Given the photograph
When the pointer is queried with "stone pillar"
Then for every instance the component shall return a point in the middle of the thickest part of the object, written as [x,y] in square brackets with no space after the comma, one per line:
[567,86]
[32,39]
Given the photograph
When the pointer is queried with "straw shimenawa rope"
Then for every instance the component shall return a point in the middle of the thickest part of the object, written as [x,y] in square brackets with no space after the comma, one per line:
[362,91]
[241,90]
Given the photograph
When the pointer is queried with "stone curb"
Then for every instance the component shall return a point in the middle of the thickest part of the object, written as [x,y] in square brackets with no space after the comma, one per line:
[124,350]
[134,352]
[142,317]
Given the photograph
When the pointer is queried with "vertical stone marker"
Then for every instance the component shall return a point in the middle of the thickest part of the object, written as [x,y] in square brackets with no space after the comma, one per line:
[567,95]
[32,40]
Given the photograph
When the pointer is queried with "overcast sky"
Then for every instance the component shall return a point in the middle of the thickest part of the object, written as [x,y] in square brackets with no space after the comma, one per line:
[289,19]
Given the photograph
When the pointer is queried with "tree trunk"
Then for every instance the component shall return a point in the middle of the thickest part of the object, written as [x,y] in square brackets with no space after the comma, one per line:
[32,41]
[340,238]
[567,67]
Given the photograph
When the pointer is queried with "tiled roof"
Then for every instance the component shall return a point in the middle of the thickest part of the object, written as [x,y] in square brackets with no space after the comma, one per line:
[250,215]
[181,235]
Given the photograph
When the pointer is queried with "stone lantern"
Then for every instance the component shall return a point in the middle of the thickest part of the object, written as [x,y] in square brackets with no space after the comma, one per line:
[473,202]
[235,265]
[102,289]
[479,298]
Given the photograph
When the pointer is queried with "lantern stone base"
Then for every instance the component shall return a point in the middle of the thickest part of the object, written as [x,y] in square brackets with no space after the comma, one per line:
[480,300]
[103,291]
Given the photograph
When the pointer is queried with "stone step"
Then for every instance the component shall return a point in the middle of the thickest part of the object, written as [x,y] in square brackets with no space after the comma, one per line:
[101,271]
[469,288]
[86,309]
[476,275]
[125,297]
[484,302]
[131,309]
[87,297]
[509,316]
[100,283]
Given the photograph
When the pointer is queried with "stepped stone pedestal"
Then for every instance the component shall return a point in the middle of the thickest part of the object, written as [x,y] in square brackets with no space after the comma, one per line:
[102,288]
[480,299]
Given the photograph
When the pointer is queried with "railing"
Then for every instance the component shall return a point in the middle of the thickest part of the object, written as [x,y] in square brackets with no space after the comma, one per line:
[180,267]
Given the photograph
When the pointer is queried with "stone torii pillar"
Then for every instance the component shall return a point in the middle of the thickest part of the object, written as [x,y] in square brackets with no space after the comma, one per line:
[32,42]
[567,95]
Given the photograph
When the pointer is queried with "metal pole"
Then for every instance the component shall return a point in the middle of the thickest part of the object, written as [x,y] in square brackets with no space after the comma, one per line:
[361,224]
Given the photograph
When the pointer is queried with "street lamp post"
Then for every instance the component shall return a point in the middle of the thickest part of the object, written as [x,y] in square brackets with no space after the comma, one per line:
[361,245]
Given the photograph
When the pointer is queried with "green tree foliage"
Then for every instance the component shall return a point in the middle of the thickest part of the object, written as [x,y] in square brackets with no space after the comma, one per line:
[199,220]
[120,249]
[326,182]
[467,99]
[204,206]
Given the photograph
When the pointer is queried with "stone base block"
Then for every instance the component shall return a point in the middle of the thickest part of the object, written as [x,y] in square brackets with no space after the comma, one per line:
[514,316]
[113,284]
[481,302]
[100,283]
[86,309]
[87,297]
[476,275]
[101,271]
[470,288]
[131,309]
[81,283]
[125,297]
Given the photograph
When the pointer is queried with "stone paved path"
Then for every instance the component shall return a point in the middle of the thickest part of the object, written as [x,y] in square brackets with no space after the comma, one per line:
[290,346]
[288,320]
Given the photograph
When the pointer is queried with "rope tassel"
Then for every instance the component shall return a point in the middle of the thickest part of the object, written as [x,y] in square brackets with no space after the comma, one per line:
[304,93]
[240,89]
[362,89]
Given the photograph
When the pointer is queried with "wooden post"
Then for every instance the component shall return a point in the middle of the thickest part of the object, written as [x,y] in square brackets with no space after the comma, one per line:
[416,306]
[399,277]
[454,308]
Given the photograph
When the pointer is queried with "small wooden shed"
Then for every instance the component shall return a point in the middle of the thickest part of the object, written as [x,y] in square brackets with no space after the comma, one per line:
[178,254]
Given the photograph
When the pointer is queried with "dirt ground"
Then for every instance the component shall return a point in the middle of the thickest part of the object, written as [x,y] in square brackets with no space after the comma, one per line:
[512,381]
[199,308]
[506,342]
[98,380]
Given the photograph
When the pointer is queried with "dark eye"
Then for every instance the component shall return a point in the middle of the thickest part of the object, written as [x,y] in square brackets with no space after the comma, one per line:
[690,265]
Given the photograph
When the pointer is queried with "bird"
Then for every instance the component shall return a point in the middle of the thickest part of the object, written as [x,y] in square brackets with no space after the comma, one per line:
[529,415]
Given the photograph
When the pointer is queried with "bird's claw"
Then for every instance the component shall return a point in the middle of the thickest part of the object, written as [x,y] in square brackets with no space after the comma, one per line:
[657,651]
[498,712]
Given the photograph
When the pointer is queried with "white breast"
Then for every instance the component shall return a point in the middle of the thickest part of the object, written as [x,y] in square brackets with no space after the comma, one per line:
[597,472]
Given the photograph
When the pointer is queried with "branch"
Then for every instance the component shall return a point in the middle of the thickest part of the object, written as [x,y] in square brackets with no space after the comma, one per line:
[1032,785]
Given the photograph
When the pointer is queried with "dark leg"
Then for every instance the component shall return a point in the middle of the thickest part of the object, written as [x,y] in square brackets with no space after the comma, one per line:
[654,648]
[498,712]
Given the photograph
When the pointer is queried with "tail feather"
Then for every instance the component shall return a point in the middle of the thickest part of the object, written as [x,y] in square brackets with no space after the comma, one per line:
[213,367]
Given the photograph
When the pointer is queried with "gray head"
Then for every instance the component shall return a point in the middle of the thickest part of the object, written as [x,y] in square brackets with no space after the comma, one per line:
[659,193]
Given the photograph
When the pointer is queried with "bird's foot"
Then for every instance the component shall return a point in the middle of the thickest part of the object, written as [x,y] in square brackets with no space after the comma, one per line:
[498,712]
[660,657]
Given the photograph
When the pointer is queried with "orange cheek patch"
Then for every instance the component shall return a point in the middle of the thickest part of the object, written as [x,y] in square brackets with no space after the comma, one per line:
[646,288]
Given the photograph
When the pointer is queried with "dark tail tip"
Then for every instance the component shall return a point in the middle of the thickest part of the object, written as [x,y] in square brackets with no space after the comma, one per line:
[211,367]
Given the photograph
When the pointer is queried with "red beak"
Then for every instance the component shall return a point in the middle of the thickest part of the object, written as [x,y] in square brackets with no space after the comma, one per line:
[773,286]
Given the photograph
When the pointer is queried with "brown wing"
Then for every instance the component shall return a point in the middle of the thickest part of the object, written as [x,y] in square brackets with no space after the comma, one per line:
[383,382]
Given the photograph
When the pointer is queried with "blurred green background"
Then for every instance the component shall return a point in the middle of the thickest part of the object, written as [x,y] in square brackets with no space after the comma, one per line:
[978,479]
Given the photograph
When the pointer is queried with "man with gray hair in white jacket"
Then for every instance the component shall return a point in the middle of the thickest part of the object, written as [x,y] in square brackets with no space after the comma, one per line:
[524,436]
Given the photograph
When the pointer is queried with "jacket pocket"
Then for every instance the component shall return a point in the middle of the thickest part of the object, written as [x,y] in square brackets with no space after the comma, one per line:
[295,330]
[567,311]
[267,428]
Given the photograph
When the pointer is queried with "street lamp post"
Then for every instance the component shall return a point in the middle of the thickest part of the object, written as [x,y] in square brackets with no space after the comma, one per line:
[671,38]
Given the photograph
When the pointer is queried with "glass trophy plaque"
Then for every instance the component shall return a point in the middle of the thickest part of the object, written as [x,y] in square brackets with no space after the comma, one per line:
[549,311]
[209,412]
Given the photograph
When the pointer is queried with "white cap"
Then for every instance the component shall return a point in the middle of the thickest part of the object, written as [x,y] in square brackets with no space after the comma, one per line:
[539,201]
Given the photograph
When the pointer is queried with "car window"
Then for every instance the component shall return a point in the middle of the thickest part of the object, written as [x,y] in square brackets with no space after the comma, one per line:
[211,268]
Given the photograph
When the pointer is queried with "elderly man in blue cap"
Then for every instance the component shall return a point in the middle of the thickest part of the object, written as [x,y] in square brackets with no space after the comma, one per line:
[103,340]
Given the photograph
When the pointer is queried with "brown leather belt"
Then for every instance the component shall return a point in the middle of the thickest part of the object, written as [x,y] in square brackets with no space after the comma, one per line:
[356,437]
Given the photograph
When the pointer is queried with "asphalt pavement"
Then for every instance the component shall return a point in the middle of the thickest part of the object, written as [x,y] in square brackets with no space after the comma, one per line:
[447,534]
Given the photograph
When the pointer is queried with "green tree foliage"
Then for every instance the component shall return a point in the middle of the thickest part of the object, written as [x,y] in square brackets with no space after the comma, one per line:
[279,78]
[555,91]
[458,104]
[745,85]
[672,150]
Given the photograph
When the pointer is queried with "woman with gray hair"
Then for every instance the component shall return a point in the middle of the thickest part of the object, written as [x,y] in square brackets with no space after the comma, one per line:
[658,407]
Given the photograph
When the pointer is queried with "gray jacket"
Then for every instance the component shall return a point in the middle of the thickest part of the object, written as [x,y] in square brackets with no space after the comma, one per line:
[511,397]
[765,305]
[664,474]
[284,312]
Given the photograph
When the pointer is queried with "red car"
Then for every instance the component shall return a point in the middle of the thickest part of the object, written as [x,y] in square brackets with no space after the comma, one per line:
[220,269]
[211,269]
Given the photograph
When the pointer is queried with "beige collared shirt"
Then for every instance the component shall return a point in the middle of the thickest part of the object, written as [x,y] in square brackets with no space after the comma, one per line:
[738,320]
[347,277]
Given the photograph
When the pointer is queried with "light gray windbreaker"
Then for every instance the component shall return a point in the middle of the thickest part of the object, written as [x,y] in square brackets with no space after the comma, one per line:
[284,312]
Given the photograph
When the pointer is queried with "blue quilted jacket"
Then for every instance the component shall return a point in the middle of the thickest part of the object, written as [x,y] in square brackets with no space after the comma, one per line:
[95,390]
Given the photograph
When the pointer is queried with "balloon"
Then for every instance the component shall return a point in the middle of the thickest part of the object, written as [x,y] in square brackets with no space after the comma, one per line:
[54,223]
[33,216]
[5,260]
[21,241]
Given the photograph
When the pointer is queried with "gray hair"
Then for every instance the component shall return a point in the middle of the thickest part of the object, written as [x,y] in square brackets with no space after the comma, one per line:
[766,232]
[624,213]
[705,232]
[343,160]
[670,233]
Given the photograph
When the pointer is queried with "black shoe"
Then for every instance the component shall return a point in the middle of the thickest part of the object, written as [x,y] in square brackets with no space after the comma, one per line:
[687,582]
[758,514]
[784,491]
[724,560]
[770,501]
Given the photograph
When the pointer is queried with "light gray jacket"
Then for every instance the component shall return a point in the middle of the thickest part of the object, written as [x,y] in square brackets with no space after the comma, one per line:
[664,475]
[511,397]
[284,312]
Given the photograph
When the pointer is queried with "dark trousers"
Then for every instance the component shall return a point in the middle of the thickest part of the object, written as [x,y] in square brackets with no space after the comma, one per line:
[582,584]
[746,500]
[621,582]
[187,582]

########

**BRIEF:** Pull out each line of the listing above that contains the word "brown". Treat uppercase and lowercase as different.

**SOLUTION TO THE PROBLEM:**
When the pointer is queried with "brown wing"
When the pointer is queried with "brown leather belt"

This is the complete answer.